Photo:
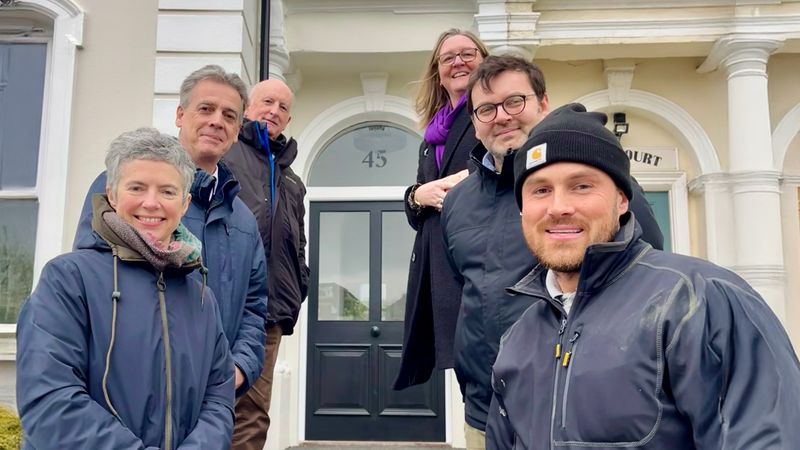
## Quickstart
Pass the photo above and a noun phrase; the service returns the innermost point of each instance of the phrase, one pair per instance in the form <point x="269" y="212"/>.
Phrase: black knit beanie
<point x="570" y="134"/>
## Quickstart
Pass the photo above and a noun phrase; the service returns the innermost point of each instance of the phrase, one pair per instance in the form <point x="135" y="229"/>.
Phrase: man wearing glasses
<point x="481" y="225"/>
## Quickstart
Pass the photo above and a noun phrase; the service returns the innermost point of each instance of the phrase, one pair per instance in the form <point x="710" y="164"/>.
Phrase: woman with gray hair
<point x="117" y="347"/>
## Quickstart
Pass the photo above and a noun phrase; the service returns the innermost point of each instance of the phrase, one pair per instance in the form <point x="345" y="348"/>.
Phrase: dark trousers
<point x="252" y="409"/>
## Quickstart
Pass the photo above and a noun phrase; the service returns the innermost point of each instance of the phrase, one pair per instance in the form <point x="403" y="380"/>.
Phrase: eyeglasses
<point x="512" y="105"/>
<point x="466" y="55"/>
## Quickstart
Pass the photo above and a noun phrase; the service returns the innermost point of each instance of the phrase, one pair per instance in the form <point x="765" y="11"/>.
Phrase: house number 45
<point x="375" y="158"/>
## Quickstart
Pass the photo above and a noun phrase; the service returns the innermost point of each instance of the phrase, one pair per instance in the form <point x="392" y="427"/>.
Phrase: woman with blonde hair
<point x="433" y="295"/>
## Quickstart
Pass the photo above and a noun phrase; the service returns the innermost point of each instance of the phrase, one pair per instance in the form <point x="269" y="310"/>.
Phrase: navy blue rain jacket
<point x="63" y="336"/>
<point x="660" y="351"/>
<point x="234" y="255"/>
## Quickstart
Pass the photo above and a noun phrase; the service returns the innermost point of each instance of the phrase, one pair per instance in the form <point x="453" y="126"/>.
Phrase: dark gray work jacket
<point x="659" y="351"/>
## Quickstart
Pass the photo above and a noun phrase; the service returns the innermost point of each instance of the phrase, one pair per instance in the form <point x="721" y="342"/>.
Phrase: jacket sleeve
<point x="305" y="272"/>
<point x="417" y="217"/>
<point x="499" y="435"/>
<point x="214" y="428"/>
<point x="445" y="219"/>
<point x="83" y="235"/>
<point x="53" y="365"/>
<point x="733" y="372"/>
<point x="248" y="349"/>
<point x="651" y="233"/>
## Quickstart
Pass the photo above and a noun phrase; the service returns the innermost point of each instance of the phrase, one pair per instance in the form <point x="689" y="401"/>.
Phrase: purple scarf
<point x="437" y="130"/>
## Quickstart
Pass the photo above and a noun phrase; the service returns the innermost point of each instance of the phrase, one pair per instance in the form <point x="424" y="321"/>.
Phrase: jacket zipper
<point x="555" y="380"/>
<point x="568" y="362"/>
<point x="167" y="361"/>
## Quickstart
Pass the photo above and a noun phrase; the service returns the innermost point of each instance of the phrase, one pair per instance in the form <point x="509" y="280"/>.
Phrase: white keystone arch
<point x="67" y="37"/>
<point x="783" y="135"/>
<point x="345" y="114"/>
<point x="671" y="116"/>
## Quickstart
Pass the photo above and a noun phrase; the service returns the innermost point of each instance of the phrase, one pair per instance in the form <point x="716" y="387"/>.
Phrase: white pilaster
<point x="278" y="54"/>
<point x="508" y="26"/>
<point x="619" y="77"/>
<point x="753" y="180"/>
<point x="191" y="34"/>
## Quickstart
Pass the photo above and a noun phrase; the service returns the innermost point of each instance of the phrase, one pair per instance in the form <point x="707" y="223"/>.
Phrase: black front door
<point x="359" y="254"/>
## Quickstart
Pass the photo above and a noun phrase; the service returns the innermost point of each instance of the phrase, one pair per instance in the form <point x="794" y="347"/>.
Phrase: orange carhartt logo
<point x="536" y="156"/>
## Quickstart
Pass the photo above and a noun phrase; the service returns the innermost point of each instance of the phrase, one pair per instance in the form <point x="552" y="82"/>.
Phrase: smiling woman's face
<point x="454" y="78"/>
<point x="149" y="197"/>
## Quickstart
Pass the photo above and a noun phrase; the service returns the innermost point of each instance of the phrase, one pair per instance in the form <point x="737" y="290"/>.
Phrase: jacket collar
<point x="283" y="157"/>
<point x="506" y="175"/>
<point x="457" y="133"/>
<point x="227" y="187"/>
<point x="602" y="263"/>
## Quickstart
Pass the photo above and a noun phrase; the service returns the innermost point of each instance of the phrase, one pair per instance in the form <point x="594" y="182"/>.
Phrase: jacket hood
<point x="602" y="263"/>
<point x="283" y="158"/>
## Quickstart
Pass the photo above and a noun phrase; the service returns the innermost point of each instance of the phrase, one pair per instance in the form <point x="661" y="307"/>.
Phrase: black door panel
<point x="359" y="254"/>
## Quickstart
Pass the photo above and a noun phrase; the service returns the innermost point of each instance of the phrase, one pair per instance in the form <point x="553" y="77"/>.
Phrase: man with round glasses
<point x="481" y="222"/>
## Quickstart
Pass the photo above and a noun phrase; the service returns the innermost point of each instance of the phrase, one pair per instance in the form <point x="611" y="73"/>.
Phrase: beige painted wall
<point x="113" y="90"/>
<point x="790" y="210"/>
<point x="784" y="86"/>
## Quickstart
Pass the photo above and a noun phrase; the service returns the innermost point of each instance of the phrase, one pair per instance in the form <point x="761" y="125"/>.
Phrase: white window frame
<point x="51" y="181"/>
<point x="674" y="183"/>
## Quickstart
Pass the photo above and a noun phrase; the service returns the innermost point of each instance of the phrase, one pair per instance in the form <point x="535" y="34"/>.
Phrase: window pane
<point x="375" y="154"/>
<point x="659" y="201"/>
<point x="397" y="242"/>
<point x="22" y="69"/>
<point x="344" y="266"/>
<point x="17" y="240"/>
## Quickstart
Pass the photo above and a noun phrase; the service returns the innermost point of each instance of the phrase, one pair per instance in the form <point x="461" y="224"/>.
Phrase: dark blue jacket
<point x="665" y="352"/>
<point x="483" y="237"/>
<point x="63" y="337"/>
<point x="234" y="255"/>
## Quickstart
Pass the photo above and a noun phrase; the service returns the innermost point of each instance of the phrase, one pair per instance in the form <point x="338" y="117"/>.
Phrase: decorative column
<point x="754" y="182"/>
<point x="278" y="54"/>
<point x="508" y="26"/>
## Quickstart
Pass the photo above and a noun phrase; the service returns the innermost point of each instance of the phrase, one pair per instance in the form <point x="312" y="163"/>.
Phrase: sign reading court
<point x="652" y="159"/>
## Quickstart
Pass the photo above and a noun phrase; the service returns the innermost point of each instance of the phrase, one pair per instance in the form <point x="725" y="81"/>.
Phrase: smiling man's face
<point x="271" y="103"/>
<point x="566" y="207"/>
<point x="507" y="132"/>
<point x="210" y="123"/>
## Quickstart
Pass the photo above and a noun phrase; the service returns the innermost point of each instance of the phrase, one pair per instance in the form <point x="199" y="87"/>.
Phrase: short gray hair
<point x="152" y="145"/>
<point x="213" y="72"/>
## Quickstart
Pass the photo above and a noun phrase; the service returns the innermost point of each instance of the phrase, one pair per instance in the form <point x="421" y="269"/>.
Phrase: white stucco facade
<point x="716" y="82"/>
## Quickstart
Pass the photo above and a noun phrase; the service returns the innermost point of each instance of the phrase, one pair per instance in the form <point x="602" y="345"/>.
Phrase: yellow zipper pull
<point x="568" y="355"/>
<point x="560" y="337"/>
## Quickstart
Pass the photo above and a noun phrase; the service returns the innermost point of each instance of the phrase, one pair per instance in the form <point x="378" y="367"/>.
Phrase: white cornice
<point x="560" y="5"/>
<point x="741" y="54"/>
<point x="665" y="29"/>
<point x="383" y="6"/>
<point x="740" y="182"/>
<point x="792" y="180"/>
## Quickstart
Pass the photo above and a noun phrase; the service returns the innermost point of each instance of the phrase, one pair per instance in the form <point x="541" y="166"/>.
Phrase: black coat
<point x="433" y="296"/>
<point x="282" y="230"/>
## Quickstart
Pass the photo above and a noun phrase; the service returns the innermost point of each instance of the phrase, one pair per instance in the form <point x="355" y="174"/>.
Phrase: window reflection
<point x="344" y="266"/>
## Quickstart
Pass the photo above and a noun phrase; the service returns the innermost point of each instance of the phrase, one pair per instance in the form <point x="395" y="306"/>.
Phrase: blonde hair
<point x="431" y="96"/>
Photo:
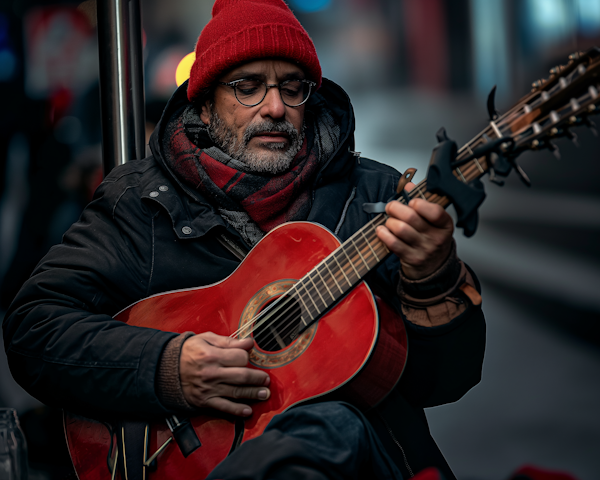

PROBLEM TO WORK ON. Pick out every line above that contains the word "face", and copy each one.

SOLVED PROBLEM.
Phrase: smiling woman's face
Phrase: smiling man's face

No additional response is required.